▸ PROBLEM:
Write out every entry exactly as it appears.

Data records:

════════════════════

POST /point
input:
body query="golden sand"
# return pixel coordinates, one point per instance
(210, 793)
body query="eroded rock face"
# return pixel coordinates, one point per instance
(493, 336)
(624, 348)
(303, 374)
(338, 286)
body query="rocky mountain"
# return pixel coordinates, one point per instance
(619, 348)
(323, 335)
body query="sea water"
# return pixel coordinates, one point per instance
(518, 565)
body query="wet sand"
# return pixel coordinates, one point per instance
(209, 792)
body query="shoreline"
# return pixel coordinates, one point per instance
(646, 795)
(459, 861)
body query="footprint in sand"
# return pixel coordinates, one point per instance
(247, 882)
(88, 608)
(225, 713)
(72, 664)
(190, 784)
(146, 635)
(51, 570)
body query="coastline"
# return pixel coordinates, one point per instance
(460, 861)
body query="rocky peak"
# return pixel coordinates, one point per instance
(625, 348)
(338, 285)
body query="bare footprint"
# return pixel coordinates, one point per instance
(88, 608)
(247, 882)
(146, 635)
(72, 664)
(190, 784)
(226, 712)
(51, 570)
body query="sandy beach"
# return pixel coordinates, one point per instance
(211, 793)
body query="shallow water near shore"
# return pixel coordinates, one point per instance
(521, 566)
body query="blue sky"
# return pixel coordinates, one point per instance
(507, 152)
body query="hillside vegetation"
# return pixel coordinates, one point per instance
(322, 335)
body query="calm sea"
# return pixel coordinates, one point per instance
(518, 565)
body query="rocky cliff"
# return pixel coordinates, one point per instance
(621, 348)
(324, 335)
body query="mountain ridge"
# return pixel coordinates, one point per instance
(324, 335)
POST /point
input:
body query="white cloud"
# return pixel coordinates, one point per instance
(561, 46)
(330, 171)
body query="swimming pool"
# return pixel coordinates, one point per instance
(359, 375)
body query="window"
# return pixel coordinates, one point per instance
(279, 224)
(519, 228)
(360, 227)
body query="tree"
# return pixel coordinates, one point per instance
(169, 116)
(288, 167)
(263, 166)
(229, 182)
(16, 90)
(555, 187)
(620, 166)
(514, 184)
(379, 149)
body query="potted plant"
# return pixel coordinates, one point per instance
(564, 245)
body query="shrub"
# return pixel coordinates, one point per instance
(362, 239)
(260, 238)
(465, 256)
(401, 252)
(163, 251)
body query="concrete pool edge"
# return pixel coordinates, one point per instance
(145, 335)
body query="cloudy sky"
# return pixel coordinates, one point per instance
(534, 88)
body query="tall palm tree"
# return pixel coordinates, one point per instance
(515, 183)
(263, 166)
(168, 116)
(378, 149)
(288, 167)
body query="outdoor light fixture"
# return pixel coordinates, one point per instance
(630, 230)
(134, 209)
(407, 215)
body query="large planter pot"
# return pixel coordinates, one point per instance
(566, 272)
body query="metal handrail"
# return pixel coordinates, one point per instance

════════════════════

▸ OUTPUT FOR THIS EXERCISE:
POST /point
input:
body query="golden sand"
# return pixel coordinates, one point per instance
(210, 793)
body query="eroded rock face"
# return pixel coordinates, one point per instance
(493, 336)
(624, 348)
(303, 374)
(338, 286)
body query="rocky mountain"
# return pixel coordinates, one point per instance
(619, 348)
(323, 335)
body query="sea water"
# return pixel coordinates, one point per instance
(518, 565)
body query="wet sand"
# return pixel coordinates, one point per instance
(209, 792)
body query="shoreline"
# return pixel coordinates, one point per instance
(646, 795)
(459, 861)
body query="footprint in sand"
# return pixel coordinates, one point per instance
(247, 882)
(88, 608)
(225, 713)
(72, 664)
(190, 784)
(146, 635)
(51, 570)
body query="coastline"
# return pixel coordinates, one point per instance
(460, 861)
body query="rocky peak"
# return pixel coordinates, one point per instance
(625, 348)
(338, 285)
body query="bare footprint"
# return pixel coordinates, one point per instance
(88, 608)
(247, 882)
(146, 635)
(72, 664)
(190, 784)
(226, 712)
(51, 570)
body query="sandy beach"
# return pixel coordinates, one point per instance
(211, 793)
body query="shallow water near shore"
# return pixel coordinates, one point per instance
(521, 566)
body query="blue sky"
# return pixel coordinates, one point per instance
(507, 152)
body query="hillside vegetation"
# return pixel coordinates, one point per instance
(322, 335)
body query="calm sea"
# return pixel coordinates, one point per instance
(518, 565)
body query="rocky cliff"
# return pixel coordinates, one point per instance
(621, 348)
(324, 335)
body query="mountain ridge"
# return pixel coordinates, one point per instance
(324, 335)
POST /point
input:
body query="white cloud"
# return pixel coordinates, one point per instance
(561, 46)
(330, 171)
body query="swimming pool"
# return pixel coordinates, one point per instance
(359, 375)
body query="window"
# return pixel coordinates, one point per instance
(279, 224)
(519, 228)
(360, 227)
body query="tree"
# return pixel coordinates, one point per instance
(169, 116)
(288, 167)
(263, 166)
(229, 182)
(16, 90)
(555, 187)
(620, 166)
(514, 184)
(379, 149)
body query="potted plant"
# return pixel coordinates, one point per instance
(564, 245)
body query="shrub"
# return pixel coordinates, one point per instance
(362, 239)
(260, 238)
(465, 256)
(401, 252)
(163, 251)
body query="concrete pool edge"
# return pixel coordinates, one point per instance
(145, 335)
body query="cloudy sky"
# return pixel coordinates, one point per instance
(534, 88)
body query="tall palm tree"
# return pixel coordinates, one point per instance
(515, 183)
(263, 166)
(168, 116)
(378, 149)
(288, 167)
body query="outdoor light fixture"
# return pixel coordinates, one point per instance
(630, 230)
(134, 209)
(407, 215)
body query="large planter pot"
# return pixel coordinates, one point per instance
(566, 272)
body query="metal handrail"
# return pixel coordinates, one point per instance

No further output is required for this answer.